▶ **Görev 1**
Konuşma metnine göre konuşmacı, daha önce hangi seçimlerden hemen önce bir seçim kanunu değişikliği yapıldığını söylüyor?
▶ **Görev 2**
Konuşma metninde "Değerli arkadaşlarım, bu konuda" ifadesinden başlayıp "üzerinde durmak istiyorum." ifadesine kadar uzanan bölümün tamamını aynen çoğalt.
▶ **Görev 3**
Lütfen seçim kanunu değişikliği hakkındaki konuşma metnini kaldığı yerden sürdür.

GENEL KURUL KONUŞMASI
Konu: Milletvekili Seçimi Kanunu ile Bazı Kanunlarda Değişiklik Yapılmasına Dair Kanun Teklifi münasebetiyle
Yasama Yılı:5
Birleşim:74
Tarih:31.03.2022

YUNUS EMRE (İstanbul) - Sayın Başkan, değerli milletvekilleri; Genel Kurulu saygıyla selamlıyorum.

Gerçekten, Türkiye'de demokrasi tarihi bakımından utanç verici bir günü yaşıyoruz aslında, bunu belirtmek istiyorum başlangıçta. Çünkü çok temel bir konuda, Türkiye'deki seçimlerin uygulanmasıyla, yapılmasıyla ilgili çok önemli değişiklikler yapılıyor ve bu değişiklikler bir uzlaşma olmadan, bir konsensüs arayışı olmadan, gerekli danışma, müzakere süreçleri işletilmeden ve yine bir seçimin arifesinde yapılıyor.

Değerli arkadaşlarım, bunu ne yazık ki alışkanlık hâline getirmeye başladınız. 2018 seçimlerinde de seçimlerden hemen önce bir seçim kanunu değişikliği yapmıştınız, arkasından bu seçime giderken de bir seçim kanunu değişikliği getiriyorsunuz ve bu değişikliği -tekrar ifade etmek istiyorum- uzlaşma ortamı olmadan, bu konuda uzmanlara danışmadan, Meclisin gerekli müzakereleri yapmasına imkân vermeden, son derece aceleci bir şekilde, katılımcılıktan uzak bir şekilde gerçekleştiriyorsunuz ve yine çok temel bir ilkeye aykırı bir şey yapıyorsunuz, iyi niyetle bu işlerin yapılması ve seçimin adil bir yarış olabilmesi için, centilmence bir yarış olabilmesi için gerekli olan hususları gündeminize almıyorsunuz.

Değerli arkadaşlarım, bu konuda söylenecek çok şey var ama şunu bilmenizi istiyorum: Dünyanın hiçbir demokratik ülkesinde bu şekilde seçim kanunu değişikliği yapılmaz. Bu, şu anda yapılmakta olan, ne yazık ki sizin iktidarınıza ve Cumhurbaşkanlığı hükûmet sistemine uygun bir düzenlemedir.

Değerli arkadaşlarım, konuşacak çok şey var ama bir konuyu dikkatinize sunmak istiyorum. Komisyon müzakerelerinde çok kısaca kapağını açabildim ama bugün biraz üzerinde durmak istiyorum.

▶ **Veri Kayıtları**
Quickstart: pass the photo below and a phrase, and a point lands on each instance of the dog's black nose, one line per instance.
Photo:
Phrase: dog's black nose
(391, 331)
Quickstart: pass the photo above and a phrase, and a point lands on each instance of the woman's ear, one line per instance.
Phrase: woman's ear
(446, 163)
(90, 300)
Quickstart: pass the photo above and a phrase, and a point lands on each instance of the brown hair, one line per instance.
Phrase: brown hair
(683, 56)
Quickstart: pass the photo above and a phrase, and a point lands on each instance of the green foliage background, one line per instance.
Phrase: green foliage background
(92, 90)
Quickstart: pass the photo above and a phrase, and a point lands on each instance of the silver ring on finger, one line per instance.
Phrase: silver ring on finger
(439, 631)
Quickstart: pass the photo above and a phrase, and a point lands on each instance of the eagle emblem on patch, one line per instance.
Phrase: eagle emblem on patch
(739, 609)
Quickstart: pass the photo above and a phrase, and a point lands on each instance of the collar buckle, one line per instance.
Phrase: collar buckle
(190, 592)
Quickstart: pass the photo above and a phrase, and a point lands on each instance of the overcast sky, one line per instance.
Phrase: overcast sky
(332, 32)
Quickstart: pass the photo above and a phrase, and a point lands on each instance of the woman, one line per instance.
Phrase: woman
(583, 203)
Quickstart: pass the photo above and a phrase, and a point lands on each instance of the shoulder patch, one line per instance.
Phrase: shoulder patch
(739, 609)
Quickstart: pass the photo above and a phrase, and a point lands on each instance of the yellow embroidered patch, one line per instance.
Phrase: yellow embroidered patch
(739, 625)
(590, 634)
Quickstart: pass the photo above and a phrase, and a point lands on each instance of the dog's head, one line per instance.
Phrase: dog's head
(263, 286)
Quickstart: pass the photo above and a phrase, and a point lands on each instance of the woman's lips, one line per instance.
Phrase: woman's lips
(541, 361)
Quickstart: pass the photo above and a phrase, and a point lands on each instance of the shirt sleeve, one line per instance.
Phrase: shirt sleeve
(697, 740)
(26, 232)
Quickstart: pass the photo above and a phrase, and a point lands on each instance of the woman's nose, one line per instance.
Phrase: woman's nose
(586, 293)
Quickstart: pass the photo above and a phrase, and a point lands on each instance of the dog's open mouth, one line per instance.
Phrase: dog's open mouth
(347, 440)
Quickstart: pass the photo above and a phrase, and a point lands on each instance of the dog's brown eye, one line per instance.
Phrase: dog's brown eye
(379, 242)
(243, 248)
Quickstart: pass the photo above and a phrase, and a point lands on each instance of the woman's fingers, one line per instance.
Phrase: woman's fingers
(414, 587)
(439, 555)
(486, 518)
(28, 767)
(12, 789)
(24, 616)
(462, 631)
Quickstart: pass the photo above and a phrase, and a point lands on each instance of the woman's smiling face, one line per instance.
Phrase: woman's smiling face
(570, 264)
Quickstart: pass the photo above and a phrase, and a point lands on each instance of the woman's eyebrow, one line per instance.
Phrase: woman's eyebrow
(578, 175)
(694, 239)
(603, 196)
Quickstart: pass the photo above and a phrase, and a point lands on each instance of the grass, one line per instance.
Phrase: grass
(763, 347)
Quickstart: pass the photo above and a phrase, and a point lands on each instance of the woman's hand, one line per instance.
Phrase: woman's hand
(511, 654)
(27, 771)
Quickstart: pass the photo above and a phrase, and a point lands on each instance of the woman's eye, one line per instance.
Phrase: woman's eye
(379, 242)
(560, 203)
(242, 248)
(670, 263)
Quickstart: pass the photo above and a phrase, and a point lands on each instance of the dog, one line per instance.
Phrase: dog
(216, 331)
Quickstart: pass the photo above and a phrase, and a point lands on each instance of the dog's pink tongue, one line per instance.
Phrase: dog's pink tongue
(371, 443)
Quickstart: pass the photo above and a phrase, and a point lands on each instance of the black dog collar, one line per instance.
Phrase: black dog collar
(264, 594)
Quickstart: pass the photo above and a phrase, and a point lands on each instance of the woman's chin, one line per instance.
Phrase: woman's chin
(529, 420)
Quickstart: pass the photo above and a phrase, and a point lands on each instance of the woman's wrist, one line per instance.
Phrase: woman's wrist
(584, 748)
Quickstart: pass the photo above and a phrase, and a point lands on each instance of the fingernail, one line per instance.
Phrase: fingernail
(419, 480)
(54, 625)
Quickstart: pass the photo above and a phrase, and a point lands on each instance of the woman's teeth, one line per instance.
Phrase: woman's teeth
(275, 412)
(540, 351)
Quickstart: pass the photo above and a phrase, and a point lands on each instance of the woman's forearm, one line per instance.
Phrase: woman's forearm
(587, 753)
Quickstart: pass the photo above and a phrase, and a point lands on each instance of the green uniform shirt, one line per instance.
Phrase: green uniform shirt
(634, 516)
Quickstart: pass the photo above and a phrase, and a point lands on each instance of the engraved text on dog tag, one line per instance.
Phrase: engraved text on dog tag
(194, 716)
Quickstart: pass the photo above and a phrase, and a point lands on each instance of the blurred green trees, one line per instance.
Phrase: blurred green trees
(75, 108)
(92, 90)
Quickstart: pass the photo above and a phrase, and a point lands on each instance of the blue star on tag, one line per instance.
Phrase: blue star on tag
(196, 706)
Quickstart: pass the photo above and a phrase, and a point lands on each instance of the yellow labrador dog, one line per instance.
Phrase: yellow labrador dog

▶ **Alıştırma Çıktısı 1**
2018 seçimlerinden hemen önce.

▶ **Alıştırma Çıktısı 2**
Değerli arkadaşlarım, bu konuda söylenecek çok şey var ama şunu bilmenizi istiyorum: Dünyanın hiçbir demokratik ülkesinde bu şekilde seçim kanunu değişikliği yapılmaz. Bu, şu anda yapılmakta olan, ne yazık ki sizin iktidarınıza ve Cumhurbaşkanlığı hükûmet sistemine uygun bir düzenlemedir.

Değerli arkadaşlarım, konuşacak çok şey var ama bir konuyu dikkatinize sunmak istiyorum. Komisyon müzakerelerinde çok kısaca kapağını açabildim ama bugün biraz üzerinde durmak istiyorum.

▶ **Alıştırma Çıktısı 3**
Bakın, bütün dünyada olduğu gibi Türkiye'de de seçimler yabancı gözlemciler tarafından gözlemleniyor. Türkiye'ye de AGİT'ten, Avrupa Konseyinden gözlemciler geliyor. Nasıl ki başka ülkelerdeki seçimlere bizim ülkemizden milletvekilleri, araştırmacılar gidiyorsa Türkiye'deki seçimlere de geliyorlar ve elimizde çok önemli raporlar var. Hatırlatmak istiyorum: Bakın, 2017'deki referandumla ilgili çok kapsamlı bir rapor var, Avrupa Konseyinin ve AGİT'in müşterek raporu, çok önemli sorunlardan bahsediliyor. 2018'de yaptığınız değişikliklerle ilgili Avrupa Konseyinin danışma organı olan Venedik Komisyonunun ve AGİT'in müşterek raporu var, burada da yaptığınız değişikliklerle ilgili çok ciddi eleştiriler ve tavsiyeler var. Ve yine, son, 2018 seçimiyle ilgili AGİT'in ve Avrupa Konseyi gözlemcilerinin raporları var. Bakın, burada çok önemli eleştiriler ve çok önemli tavsiyeler var. Bu getirdiğiniz paket bunların hiçbirini karşılamıyor. Özellikle belirtmek istiyorum: Bakın, AGİT raporunda 11 öncelikli tavsiye var, 34 tane de bunun dışında yine ayrıca tavsiyede bulunulmuş, toplam 45 önemli tavsiye var ve ne yazık ki bunların hiçbirine çözüm getirecek bir şey bu pakette yok. Sadece ne var, biliyor musunuz? Sizin kendi acil siyasi ihtiyaçlarınıza dönük düzenlemeler var. Onun için belirtmek istiyorum, bu girişim utanç verici bir girişimdir, Türkiye'nin demokrasi tarihi bakımından da bir kara lekedir. (CHP sıralarından alkışlar)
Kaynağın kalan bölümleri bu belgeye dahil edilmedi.